[Items from a data source]
=== Begin Enclosure ===

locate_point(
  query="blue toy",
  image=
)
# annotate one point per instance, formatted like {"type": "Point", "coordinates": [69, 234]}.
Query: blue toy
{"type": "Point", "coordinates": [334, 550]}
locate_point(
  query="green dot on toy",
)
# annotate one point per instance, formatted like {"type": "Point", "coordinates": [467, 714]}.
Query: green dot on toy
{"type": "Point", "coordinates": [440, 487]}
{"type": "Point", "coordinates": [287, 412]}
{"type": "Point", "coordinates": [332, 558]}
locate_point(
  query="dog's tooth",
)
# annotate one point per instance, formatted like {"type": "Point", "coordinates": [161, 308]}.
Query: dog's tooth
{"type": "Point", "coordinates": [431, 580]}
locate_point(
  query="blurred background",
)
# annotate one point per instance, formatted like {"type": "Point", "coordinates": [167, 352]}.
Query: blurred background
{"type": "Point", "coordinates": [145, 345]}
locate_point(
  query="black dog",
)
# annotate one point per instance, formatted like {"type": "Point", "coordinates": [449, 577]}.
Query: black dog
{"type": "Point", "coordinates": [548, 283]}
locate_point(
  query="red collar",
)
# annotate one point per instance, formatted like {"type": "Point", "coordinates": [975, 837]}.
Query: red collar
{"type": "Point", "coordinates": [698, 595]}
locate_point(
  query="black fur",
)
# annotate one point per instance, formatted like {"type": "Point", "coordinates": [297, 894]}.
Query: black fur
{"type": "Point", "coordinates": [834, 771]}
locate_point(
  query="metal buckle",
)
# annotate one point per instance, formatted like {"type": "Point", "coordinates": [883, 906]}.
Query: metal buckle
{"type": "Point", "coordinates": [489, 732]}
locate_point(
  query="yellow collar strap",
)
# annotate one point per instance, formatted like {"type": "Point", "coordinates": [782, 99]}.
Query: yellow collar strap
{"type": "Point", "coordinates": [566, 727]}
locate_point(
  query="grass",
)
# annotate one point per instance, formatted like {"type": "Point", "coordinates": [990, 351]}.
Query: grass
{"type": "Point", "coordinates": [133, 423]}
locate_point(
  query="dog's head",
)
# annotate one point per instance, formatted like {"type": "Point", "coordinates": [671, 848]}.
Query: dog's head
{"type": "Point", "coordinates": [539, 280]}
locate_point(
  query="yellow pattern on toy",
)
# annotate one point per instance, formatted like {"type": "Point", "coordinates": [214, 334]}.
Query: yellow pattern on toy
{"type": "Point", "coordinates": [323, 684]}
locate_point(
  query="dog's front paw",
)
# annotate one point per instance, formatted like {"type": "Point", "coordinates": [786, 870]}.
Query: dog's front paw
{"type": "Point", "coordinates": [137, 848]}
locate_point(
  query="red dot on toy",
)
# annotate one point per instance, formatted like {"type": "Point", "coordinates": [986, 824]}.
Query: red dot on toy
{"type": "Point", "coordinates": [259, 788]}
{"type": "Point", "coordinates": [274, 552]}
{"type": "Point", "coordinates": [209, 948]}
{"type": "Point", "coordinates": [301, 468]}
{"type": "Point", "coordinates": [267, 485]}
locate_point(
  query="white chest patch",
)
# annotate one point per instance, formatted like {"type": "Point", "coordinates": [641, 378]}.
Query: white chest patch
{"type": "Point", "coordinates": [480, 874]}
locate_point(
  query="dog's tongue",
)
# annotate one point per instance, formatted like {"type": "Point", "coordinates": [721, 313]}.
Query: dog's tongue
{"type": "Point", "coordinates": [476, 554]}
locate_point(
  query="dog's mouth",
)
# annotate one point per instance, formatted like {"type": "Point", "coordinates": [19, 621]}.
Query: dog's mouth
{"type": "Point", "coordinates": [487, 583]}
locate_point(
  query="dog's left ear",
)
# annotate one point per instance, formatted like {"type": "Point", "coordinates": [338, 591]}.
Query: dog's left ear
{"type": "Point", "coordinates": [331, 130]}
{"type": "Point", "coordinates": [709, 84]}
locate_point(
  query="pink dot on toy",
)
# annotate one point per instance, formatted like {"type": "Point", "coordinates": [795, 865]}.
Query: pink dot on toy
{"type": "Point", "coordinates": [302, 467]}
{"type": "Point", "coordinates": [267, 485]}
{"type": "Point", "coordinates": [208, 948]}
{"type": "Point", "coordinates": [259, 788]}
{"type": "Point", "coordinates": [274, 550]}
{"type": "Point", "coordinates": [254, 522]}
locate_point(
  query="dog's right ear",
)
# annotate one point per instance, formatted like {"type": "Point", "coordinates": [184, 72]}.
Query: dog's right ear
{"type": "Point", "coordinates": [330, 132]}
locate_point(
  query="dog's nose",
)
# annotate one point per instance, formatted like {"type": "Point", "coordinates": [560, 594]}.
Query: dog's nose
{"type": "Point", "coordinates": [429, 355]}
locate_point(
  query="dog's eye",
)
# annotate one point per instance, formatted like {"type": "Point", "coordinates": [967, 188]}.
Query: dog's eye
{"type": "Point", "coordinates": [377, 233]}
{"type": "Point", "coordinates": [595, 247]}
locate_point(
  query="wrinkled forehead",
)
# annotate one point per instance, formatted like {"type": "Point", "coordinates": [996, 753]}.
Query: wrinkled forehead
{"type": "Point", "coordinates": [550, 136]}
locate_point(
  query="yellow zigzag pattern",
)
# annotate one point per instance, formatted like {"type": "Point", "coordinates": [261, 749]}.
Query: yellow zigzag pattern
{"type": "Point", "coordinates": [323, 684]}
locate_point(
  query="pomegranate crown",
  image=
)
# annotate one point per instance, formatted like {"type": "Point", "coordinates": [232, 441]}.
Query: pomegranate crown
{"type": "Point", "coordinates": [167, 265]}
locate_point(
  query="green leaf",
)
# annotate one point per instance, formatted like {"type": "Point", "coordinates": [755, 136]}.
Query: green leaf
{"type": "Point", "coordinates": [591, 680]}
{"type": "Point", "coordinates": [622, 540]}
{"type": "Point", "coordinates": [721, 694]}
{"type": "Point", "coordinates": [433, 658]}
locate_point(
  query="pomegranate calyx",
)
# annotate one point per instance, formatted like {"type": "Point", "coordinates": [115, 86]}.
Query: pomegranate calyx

=== End Enclosure ===

▶ [DIRECTIONS]
Please show each line in the records above that contains "calyx".

▶ [OUTPUT BELOW]
  query="pomegranate calyx",
Query: pomegranate calyx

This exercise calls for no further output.